YOUR TASK: Nothing should appear in the answer except the lines from the one containing "building. Do not add anything beyond the points." through the end of the listing, repeated exactly.

AVAILABLE DATA:
BEGIN
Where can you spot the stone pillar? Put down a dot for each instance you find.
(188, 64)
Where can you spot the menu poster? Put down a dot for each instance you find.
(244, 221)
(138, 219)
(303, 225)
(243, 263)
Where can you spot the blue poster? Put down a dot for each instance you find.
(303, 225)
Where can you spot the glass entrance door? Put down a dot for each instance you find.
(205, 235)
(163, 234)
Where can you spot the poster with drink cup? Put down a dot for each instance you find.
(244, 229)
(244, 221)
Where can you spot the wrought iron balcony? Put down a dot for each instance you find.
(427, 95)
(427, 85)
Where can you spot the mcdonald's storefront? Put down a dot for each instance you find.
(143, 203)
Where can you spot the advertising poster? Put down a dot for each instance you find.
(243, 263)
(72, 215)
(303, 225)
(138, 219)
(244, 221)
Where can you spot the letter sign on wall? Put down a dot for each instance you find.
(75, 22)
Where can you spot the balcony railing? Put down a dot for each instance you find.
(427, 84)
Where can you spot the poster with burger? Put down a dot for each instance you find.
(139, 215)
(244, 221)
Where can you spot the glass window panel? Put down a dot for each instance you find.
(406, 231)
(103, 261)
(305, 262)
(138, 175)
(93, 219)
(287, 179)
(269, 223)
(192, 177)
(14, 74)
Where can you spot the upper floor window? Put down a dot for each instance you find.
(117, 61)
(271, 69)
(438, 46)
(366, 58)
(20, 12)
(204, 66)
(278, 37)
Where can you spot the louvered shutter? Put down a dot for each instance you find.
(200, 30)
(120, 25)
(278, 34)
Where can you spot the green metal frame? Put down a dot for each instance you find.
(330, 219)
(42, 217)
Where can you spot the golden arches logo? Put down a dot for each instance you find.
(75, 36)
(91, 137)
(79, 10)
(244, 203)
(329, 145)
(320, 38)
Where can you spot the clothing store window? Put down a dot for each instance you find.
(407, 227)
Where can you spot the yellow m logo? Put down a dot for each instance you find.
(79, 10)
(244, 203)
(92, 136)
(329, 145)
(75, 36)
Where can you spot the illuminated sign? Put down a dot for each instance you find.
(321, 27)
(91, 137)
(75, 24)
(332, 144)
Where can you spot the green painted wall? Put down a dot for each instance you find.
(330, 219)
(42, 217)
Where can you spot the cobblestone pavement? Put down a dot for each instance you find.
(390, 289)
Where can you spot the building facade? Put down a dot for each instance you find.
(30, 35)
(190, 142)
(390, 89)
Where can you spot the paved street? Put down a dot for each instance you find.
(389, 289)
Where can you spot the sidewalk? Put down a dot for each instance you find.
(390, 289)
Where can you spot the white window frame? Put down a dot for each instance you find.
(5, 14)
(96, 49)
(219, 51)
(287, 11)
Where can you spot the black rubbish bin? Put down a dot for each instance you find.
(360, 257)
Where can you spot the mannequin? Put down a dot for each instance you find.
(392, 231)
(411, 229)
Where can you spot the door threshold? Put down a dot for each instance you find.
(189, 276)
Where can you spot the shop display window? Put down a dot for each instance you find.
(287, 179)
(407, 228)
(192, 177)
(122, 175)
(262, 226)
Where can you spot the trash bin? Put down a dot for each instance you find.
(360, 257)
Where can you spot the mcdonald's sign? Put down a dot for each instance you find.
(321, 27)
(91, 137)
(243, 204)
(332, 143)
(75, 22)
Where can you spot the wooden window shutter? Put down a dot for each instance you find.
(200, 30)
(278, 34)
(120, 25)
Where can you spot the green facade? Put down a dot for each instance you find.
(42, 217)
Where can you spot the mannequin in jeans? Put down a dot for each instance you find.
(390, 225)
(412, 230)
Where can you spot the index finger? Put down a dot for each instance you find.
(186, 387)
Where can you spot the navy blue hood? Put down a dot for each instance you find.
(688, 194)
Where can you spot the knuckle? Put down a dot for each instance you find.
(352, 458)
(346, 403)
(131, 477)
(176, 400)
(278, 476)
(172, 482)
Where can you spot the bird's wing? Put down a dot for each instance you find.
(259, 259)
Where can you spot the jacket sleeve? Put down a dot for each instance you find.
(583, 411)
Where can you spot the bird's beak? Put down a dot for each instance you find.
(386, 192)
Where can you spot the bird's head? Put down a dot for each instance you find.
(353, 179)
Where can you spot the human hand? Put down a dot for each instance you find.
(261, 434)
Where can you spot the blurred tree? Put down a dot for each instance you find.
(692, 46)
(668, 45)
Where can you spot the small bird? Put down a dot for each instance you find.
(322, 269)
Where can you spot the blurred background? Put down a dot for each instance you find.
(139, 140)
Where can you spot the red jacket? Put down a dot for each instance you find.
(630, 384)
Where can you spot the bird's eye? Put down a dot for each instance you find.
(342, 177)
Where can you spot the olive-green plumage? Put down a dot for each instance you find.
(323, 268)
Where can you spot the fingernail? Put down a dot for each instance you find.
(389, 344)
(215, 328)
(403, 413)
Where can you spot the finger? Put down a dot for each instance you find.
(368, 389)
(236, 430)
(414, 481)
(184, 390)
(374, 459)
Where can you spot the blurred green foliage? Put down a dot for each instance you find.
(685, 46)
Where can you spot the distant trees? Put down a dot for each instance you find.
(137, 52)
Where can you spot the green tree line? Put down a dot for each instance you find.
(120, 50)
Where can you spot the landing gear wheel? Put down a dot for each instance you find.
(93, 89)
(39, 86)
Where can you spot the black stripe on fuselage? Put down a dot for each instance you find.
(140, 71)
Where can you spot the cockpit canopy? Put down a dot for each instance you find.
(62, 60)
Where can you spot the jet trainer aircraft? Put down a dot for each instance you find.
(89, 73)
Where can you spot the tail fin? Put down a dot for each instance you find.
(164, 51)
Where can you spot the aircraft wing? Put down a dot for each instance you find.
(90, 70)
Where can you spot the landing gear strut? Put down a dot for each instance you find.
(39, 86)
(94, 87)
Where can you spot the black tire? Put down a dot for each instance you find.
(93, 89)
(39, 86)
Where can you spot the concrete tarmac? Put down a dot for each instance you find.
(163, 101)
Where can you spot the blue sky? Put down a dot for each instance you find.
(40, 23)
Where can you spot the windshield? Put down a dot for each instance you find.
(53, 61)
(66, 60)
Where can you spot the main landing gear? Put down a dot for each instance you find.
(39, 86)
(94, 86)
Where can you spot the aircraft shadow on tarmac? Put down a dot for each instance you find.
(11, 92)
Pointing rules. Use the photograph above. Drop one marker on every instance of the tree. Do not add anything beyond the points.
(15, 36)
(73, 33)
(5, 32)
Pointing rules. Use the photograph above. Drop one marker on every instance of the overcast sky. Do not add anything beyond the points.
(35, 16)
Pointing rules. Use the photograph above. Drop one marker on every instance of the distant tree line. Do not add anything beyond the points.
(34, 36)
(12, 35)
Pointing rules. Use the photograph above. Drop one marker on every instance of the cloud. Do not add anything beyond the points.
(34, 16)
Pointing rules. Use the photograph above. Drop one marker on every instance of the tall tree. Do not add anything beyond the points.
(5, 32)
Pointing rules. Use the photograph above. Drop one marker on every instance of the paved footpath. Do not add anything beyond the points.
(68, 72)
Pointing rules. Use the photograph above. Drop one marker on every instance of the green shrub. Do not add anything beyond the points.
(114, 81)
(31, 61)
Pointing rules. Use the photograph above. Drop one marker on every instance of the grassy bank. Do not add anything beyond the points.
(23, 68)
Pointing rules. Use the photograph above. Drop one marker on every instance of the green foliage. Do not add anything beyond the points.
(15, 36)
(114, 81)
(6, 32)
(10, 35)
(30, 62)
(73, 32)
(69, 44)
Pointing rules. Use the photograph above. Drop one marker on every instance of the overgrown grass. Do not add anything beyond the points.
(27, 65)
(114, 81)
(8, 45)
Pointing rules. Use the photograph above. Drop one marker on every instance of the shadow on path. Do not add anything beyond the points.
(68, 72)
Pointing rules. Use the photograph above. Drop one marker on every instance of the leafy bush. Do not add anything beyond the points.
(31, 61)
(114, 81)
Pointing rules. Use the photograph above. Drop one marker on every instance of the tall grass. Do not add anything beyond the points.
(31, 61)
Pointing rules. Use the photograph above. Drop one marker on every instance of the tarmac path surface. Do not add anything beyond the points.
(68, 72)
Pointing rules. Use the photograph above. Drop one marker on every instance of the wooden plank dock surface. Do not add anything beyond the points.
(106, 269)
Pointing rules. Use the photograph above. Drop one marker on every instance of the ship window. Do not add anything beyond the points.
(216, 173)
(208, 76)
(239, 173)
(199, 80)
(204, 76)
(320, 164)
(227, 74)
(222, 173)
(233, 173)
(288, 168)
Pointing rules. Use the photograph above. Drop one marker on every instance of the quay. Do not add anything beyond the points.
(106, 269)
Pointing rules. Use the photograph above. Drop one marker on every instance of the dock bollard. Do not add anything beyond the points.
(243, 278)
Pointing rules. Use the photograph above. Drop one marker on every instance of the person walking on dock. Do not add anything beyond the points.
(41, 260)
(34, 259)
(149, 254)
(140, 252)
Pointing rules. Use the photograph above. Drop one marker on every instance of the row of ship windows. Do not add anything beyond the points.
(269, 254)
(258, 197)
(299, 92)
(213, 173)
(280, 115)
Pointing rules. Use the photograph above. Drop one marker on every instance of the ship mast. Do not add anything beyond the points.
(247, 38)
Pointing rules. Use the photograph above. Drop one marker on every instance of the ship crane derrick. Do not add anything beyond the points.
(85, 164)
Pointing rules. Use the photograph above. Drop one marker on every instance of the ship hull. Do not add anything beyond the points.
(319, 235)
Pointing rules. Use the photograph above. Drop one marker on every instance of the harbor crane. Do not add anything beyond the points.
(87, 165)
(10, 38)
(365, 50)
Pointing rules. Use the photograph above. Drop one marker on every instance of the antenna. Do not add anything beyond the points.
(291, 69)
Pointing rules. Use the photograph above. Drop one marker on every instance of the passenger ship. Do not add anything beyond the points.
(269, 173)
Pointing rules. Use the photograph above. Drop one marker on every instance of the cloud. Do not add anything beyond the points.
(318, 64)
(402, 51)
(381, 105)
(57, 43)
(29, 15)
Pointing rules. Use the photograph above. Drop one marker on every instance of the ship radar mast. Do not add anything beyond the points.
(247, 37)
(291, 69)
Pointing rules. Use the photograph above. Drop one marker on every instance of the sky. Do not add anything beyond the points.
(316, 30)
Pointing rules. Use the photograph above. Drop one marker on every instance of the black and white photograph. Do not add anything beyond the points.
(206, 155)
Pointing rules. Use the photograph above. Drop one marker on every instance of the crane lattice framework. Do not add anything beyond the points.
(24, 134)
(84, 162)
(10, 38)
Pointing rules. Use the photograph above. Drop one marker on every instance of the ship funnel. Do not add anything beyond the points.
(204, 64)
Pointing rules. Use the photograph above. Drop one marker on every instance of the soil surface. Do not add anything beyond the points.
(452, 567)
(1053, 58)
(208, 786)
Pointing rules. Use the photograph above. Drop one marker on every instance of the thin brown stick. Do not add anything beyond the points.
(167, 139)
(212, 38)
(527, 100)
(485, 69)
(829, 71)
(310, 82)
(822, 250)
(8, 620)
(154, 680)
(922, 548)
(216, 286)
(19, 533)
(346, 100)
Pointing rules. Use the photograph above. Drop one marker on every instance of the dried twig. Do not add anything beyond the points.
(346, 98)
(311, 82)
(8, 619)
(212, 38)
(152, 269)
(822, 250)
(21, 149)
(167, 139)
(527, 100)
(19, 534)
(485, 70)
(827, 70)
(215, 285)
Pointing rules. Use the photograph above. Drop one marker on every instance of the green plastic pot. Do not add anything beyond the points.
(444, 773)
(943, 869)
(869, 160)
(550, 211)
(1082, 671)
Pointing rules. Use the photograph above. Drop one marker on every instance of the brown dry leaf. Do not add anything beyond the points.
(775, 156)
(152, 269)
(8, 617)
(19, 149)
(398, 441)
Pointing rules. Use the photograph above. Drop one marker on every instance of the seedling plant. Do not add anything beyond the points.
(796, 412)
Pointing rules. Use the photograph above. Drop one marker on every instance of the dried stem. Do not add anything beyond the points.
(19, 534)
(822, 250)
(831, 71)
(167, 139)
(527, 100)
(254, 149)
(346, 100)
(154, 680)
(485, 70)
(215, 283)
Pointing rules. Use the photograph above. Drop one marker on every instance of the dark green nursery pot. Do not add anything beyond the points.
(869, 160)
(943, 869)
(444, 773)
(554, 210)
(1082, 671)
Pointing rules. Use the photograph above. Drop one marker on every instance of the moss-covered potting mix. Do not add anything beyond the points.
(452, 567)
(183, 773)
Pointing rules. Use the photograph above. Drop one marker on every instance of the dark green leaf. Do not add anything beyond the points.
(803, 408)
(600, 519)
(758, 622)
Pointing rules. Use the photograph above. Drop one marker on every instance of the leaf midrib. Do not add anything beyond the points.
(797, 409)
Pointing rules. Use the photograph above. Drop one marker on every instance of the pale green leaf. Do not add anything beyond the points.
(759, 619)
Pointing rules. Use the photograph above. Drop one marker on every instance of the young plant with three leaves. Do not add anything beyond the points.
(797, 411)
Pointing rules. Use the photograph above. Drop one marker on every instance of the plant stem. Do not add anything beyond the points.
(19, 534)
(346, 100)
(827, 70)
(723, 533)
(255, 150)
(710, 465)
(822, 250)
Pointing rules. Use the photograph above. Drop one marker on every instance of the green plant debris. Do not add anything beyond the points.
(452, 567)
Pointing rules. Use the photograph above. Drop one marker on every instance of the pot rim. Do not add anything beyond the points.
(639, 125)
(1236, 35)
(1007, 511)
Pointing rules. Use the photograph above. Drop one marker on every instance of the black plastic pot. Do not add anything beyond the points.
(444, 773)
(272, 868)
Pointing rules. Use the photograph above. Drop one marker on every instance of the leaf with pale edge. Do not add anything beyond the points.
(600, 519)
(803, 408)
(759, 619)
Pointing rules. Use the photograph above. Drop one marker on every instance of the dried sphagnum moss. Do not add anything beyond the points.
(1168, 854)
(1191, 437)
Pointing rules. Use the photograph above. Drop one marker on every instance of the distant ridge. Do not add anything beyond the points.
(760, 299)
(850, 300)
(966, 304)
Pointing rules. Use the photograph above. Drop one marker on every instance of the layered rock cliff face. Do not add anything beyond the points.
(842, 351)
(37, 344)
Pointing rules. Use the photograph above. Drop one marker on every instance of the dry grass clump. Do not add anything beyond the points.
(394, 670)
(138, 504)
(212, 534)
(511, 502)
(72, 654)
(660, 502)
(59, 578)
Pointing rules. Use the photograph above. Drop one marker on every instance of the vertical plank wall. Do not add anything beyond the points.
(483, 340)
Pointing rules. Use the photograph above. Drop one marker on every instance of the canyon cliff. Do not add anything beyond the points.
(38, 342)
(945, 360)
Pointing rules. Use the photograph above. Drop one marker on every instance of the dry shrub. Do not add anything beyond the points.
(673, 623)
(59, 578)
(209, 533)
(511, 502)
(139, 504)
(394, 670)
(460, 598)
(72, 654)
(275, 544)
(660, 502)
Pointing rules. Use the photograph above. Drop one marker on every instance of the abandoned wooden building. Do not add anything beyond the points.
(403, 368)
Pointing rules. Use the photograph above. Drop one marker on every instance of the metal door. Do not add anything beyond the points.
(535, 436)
END
YOUR SOLUTION:
Pointing rules. Use the photograph above. Drop one marker on every instance of the abandoned wooden building. Do not add anything beyond the points.
(403, 368)
Pointing rules. Use the photograph above. Drop one marker on every instance of the metal door. Do not add anything beyond the points.
(535, 436)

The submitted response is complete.